• Text provided
·····

Sunday, November 21, 2004

Poem for Sunday


Henry's Understanding
By John Berryman


He was reading late, at Richard's, down in Maine,
aged 32? Richard & Helen long in bed,
my good wife long in bed.
All I had to do was strip & get into my bed,
putting the marker in the book, & sleep,
& wake to a hot breakfast.

Off the coast was an island, P'tit Manaan,
the bluff from Richard's lawn was almost sheer.
A chill at four o'clock.
It only takes a few minutes to make a man.
A concentration upon now & here.
Suddenly, unlike Bach,

& horribly, unlike Bach, it occurred to me
that one night, instead of warm pajamas,
I'd take off all my clothes
& cross the damp cold lawn & down the bluff
into the terrible water & walk forever
under it out toward the island.

--------

From Poet's Choice by Edward Hirsch in the Sunday Washington Post Book World, in which Hirsch describes Berryman as "one of the most idiosyncratic voices in American poetry" and claims that "no significant American poet is funnier, though the comedy is nervous and limned with sadness." Berryman mixes up highbrow and lowbrow in a manner Hirsch calls "part Shakespeare, part minstrel show, part baby talk...imagine Emily Dickinson crossed with Bessie Smith and Groucho Marx." For his own part, Berryman described his life's work as "the almost insuperable difficulty of writing high verse in a land that cared and cares so little for it."

·····

• Problem details
In the Berryman poem post, which island is named as lying off the coast? The items that follow have no connection to the Berryman poem post.

·····

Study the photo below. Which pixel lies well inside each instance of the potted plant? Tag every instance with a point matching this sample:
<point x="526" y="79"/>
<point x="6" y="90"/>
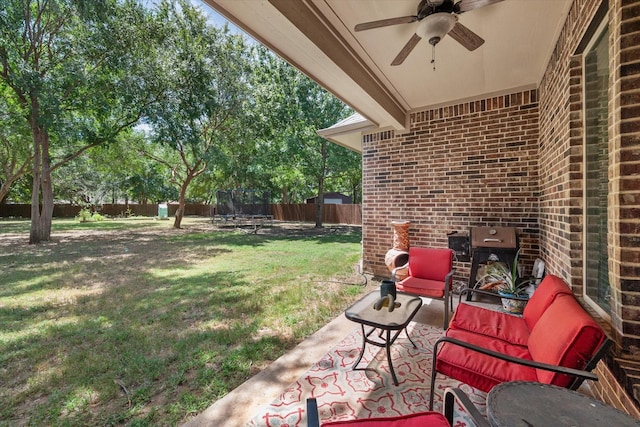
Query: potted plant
<point x="505" y="280"/>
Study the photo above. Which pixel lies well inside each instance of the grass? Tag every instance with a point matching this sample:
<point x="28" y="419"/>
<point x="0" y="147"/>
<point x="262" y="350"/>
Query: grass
<point x="130" y="322"/>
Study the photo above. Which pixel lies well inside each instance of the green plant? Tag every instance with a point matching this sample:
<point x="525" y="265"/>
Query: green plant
<point x="505" y="278"/>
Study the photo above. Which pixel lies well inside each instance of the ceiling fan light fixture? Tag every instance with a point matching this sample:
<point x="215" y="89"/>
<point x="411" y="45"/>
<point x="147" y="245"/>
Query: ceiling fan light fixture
<point x="435" y="26"/>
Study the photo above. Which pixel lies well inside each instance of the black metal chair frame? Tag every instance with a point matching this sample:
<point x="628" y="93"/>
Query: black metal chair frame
<point x="451" y="395"/>
<point x="579" y="375"/>
<point x="447" y="297"/>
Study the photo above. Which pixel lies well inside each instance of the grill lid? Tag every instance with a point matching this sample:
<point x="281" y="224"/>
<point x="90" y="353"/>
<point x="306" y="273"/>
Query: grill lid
<point x="493" y="237"/>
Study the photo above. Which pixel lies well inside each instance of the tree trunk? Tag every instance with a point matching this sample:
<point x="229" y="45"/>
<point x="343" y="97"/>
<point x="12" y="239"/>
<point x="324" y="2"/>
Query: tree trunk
<point x="42" y="188"/>
<point x="181" y="201"/>
<point x="320" y="200"/>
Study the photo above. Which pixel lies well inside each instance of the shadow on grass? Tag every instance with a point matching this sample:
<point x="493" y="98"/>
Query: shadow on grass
<point x="140" y="327"/>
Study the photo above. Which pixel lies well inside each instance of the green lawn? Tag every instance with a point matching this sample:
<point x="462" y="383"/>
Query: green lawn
<point x="130" y="322"/>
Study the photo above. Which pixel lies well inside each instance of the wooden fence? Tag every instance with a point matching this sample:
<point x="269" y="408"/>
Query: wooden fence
<point x="332" y="214"/>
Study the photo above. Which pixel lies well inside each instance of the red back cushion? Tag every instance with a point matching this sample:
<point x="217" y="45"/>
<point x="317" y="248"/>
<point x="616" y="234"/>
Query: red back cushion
<point x="550" y="287"/>
<point x="430" y="263"/>
<point x="566" y="335"/>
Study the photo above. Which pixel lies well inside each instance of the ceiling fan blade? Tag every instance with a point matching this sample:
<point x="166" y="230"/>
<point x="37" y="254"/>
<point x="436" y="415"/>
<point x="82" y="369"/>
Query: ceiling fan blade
<point x="467" y="5"/>
<point x="385" y="22"/>
<point x="466" y="37"/>
<point x="406" y="50"/>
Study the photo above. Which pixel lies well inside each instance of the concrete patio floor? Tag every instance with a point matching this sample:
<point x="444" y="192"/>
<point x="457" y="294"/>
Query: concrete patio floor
<point x="239" y="407"/>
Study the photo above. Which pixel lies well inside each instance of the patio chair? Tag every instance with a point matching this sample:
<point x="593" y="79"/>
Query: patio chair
<point x="430" y="275"/>
<point x="428" y="418"/>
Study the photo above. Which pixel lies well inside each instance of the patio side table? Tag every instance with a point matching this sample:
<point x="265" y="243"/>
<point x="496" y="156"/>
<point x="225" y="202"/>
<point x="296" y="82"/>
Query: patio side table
<point x="521" y="403"/>
<point x="386" y="322"/>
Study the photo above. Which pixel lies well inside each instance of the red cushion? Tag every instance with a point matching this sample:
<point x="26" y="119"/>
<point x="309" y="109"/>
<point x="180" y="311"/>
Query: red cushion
<point x="419" y="419"/>
<point x="566" y="335"/>
<point x="490" y="323"/>
<point x="430" y="263"/>
<point x="547" y="291"/>
<point x="423" y="287"/>
<point x="478" y="370"/>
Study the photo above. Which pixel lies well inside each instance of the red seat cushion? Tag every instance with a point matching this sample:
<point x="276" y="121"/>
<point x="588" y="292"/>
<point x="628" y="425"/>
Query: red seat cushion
<point x="566" y="335"/>
<point x="423" y="287"/>
<point x="547" y="291"/>
<point x="490" y="323"/>
<point x="430" y="263"/>
<point x="419" y="419"/>
<point x="478" y="370"/>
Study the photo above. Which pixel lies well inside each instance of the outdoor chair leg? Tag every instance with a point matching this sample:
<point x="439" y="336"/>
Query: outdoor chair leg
<point x="312" y="413"/>
<point x="450" y="397"/>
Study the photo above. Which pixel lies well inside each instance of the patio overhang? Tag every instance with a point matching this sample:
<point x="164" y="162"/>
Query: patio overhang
<point x="348" y="132"/>
<point x="318" y="38"/>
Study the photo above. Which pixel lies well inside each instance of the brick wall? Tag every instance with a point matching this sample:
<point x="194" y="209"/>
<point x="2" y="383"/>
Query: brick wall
<point x="517" y="160"/>
<point x="469" y="164"/>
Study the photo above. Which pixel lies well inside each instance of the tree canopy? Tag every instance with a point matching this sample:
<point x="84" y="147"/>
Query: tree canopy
<point x="117" y="99"/>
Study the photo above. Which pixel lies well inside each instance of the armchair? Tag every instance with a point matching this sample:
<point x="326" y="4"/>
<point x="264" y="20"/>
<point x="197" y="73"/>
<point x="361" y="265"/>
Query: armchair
<point x="556" y="342"/>
<point x="430" y="418"/>
<point x="430" y="275"/>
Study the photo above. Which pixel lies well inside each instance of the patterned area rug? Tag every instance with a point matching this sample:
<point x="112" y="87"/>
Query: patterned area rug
<point x="345" y="394"/>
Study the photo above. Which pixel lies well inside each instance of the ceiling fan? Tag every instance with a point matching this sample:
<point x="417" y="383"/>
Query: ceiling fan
<point x="436" y="19"/>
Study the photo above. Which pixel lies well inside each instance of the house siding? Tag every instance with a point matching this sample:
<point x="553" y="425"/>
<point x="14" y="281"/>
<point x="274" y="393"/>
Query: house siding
<point x="517" y="160"/>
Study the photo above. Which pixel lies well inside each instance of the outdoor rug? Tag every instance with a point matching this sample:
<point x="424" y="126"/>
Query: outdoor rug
<point x="345" y="394"/>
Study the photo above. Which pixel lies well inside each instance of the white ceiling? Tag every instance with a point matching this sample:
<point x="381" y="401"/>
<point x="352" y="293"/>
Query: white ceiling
<point x="317" y="37"/>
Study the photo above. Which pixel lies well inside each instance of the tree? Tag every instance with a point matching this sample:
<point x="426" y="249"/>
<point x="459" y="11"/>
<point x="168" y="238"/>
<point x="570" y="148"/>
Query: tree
<point x="80" y="71"/>
<point x="15" y="154"/>
<point x="294" y="108"/>
<point x="205" y="71"/>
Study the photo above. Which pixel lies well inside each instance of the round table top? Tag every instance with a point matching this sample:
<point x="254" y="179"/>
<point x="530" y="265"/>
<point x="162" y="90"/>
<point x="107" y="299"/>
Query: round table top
<point x="529" y="404"/>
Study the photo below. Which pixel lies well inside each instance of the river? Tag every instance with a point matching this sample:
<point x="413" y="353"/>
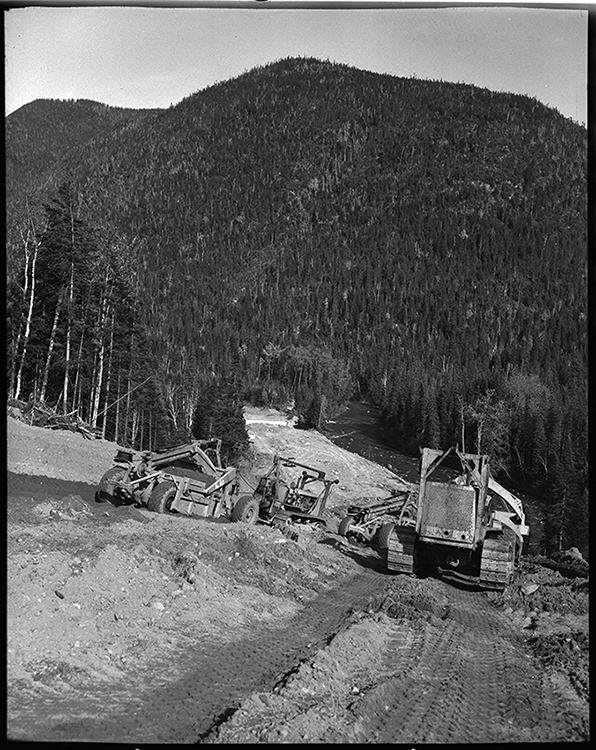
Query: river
<point x="357" y="430"/>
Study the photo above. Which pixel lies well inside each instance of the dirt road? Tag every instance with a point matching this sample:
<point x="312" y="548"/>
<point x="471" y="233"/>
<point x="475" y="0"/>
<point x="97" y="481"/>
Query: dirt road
<point x="128" y="626"/>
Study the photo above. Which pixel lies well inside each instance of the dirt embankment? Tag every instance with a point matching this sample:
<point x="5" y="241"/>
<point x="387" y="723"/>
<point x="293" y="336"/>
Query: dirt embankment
<point x="125" y="625"/>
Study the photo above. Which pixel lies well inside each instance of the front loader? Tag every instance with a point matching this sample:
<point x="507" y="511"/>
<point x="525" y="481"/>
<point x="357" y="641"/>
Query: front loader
<point x="470" y="529"/>
<point x="187" y="479"/>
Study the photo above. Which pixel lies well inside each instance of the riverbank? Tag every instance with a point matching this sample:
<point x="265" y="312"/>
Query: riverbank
<point x="130" y="626"/>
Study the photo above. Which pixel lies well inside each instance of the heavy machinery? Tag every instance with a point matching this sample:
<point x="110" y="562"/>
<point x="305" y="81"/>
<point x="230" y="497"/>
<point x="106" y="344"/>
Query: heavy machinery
<point x="282" y="500"/>
<point x="187" y="479"/>
<point x="363" y="523"/>
<point x="469" y="529"/>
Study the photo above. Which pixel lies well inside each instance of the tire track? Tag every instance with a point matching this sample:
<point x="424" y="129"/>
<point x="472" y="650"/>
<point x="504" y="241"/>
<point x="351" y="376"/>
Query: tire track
<point x="215" y="679"/>
<point x="469" y="679"/>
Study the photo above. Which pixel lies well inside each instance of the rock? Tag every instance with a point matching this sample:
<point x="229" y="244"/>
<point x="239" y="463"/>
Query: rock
<point x="530" y="588"/>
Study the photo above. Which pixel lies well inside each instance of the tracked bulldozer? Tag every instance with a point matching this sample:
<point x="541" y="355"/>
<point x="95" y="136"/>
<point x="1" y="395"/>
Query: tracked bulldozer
<point x="363" y="524"/>
<point x="285" y="501"/>
<point x="188" y="479"/>
<point x="470" y="529"/>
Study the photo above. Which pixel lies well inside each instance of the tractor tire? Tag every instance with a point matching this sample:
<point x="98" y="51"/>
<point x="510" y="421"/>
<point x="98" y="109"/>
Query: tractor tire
<point x="344" y="526"/>
<point x="103" y="495"/>
<point x="161" y="497"/>
<point x="246" y="510"/>
<point x="384" y="535"/>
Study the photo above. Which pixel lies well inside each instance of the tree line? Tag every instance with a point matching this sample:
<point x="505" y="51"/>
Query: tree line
<point x="308" y="233"/>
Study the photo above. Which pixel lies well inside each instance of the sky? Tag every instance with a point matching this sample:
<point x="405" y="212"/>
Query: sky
<point x="155" y="56"/>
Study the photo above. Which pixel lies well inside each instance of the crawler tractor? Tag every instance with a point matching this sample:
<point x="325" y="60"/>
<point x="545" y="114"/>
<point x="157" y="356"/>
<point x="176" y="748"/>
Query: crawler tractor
<point x="470" y="529"/>
<point x="280" y="501"/>
<point x="364" y="523"/>
<point x="188" y="479"/>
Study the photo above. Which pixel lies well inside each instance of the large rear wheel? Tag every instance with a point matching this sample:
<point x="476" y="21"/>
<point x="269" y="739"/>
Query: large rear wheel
<point x="162" y="497"/>
<point x="246" y="510"/>
<point x="344" y="526"/>
<point x="104" y="493"/>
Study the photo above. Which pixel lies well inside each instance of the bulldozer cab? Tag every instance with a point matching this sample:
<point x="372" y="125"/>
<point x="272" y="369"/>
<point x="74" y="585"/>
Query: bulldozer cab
<point x="453" y="512"/>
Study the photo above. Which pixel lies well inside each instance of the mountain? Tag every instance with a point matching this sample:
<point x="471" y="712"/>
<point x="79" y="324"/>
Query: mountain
<point x="317" y="230"/>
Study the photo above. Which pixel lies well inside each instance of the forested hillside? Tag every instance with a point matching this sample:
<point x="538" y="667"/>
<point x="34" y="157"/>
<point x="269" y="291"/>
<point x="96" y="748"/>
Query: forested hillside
<point x="311" y="232"/>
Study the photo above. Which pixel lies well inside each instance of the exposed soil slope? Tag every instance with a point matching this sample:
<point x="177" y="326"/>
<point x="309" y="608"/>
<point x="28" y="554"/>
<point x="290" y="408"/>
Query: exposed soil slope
<point x="125" y="625"/>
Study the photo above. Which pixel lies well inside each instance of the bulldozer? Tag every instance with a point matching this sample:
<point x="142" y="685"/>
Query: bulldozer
<point x="469" y="529"/>
<point x="364" y="523"/>
<point x="281" y="501"/>
<point x="188" y="479"/>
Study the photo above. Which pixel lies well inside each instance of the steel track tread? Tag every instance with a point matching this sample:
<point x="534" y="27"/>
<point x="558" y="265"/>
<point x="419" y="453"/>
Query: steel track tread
<point x="497" y="560"/>
<point x="400" y="552"/>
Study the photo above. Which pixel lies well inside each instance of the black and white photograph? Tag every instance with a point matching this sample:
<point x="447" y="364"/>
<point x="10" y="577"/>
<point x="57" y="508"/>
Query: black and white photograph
<point x="297" y="372"/>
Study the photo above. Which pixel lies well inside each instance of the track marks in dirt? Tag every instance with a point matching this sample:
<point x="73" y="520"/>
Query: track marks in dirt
<point x="468" y="679"/>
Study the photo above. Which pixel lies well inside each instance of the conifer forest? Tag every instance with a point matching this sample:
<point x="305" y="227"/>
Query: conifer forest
<point x="306" y="234"/>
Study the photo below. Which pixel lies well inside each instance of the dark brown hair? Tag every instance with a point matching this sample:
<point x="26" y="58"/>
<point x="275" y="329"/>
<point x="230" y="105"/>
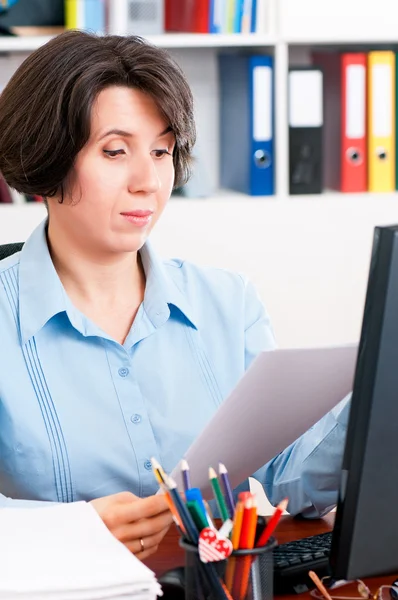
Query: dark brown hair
<point x="45" y="110"/>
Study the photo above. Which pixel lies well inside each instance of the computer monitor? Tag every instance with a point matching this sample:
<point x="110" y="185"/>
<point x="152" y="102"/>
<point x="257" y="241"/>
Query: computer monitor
<point x="365" y="535"/>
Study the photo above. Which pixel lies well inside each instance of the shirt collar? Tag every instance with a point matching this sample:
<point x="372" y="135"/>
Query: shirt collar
<point x="42" y="295"/>
<point x="161" y="290"/>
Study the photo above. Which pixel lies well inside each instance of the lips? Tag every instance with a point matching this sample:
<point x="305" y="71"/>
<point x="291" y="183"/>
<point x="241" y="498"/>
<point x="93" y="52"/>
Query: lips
<point x="139" y="218"/>
<point x="138" y="213"/>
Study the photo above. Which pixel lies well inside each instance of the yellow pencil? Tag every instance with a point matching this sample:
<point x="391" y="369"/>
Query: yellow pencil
<point x="160" y="478"/>
<point x="237" y="527"/>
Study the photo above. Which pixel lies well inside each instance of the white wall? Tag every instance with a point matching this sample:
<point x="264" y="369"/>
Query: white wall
<point x="308" y="257"/>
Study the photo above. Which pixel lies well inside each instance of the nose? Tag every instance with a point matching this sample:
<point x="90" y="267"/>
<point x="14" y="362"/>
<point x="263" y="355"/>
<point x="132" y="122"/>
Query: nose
<point x="143" y="176"/>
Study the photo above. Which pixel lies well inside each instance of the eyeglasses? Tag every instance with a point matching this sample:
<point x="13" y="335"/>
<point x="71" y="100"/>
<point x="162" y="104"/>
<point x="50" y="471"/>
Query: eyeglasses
<point x="350" y="590"/>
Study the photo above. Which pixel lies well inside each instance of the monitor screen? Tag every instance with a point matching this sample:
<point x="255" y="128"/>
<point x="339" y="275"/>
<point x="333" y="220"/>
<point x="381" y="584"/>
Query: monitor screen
<point x="365" y="536"/>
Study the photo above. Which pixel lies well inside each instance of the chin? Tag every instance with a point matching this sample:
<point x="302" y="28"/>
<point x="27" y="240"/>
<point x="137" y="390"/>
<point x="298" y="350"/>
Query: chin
<point x="130" y="243"/>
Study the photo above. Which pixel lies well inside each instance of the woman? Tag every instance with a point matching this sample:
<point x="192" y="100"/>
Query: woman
<point x="109" y="356"/>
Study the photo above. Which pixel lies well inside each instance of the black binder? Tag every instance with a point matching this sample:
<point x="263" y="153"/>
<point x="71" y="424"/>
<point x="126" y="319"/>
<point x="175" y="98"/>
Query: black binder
<point x="305" y="130"/>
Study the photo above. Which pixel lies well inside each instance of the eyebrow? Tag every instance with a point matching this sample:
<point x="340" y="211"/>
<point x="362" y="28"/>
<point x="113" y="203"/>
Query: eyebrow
<point x="128" y="134"/>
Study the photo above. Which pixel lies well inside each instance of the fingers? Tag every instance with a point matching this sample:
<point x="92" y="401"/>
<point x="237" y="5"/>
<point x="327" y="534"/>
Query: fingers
<point x="143" y="508"/>
<point x="147" y="553"/>
<point x="143" y="528"/>
<point x="151" y="543"/>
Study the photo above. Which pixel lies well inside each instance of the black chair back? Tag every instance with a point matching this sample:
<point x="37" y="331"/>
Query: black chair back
<point x="9" y="249"/>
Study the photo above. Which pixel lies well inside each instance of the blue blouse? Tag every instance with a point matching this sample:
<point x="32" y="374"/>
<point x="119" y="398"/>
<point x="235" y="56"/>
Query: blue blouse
<point x="81" y="415"/>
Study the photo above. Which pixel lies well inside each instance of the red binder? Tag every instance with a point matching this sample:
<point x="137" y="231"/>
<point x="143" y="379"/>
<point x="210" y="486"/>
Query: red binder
<point x="345" y="147"/>
<point x="189" y="16"/>
<point x="353" y="123"/>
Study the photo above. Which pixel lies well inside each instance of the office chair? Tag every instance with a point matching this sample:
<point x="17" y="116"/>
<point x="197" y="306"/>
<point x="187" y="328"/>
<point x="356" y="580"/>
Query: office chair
<point x="8" y="249"/>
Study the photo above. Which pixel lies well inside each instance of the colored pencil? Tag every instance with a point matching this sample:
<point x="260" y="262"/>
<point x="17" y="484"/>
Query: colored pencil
<point x="237" y="527"/>
<point x="319" y="585"/>
<point x="194" y="494"/>
<point x="185" y="515"/>
<point x="272" y="523"/>
<point x="160" y="478"/>
<point x="186" y="478"/>
<point x="229" y="572"/>
<point x="197" y="514"/>
<point x="261" y="525"/>
<point x="227" y="489"/>
<point x="222" y="507"/>
<point x="248" y="532"/>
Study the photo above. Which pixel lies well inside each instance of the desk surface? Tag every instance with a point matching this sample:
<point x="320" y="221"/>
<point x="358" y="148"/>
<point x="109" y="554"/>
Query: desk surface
<point x="171" y="555"/>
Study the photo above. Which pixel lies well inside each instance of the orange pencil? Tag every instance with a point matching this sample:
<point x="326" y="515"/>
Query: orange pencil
<point x="272" y="523"/>
<point x="319" y="585"/>
<point x="237" y="526"/>
<point x="248" y="532"/>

·····

• Complete output
P'tit Manaan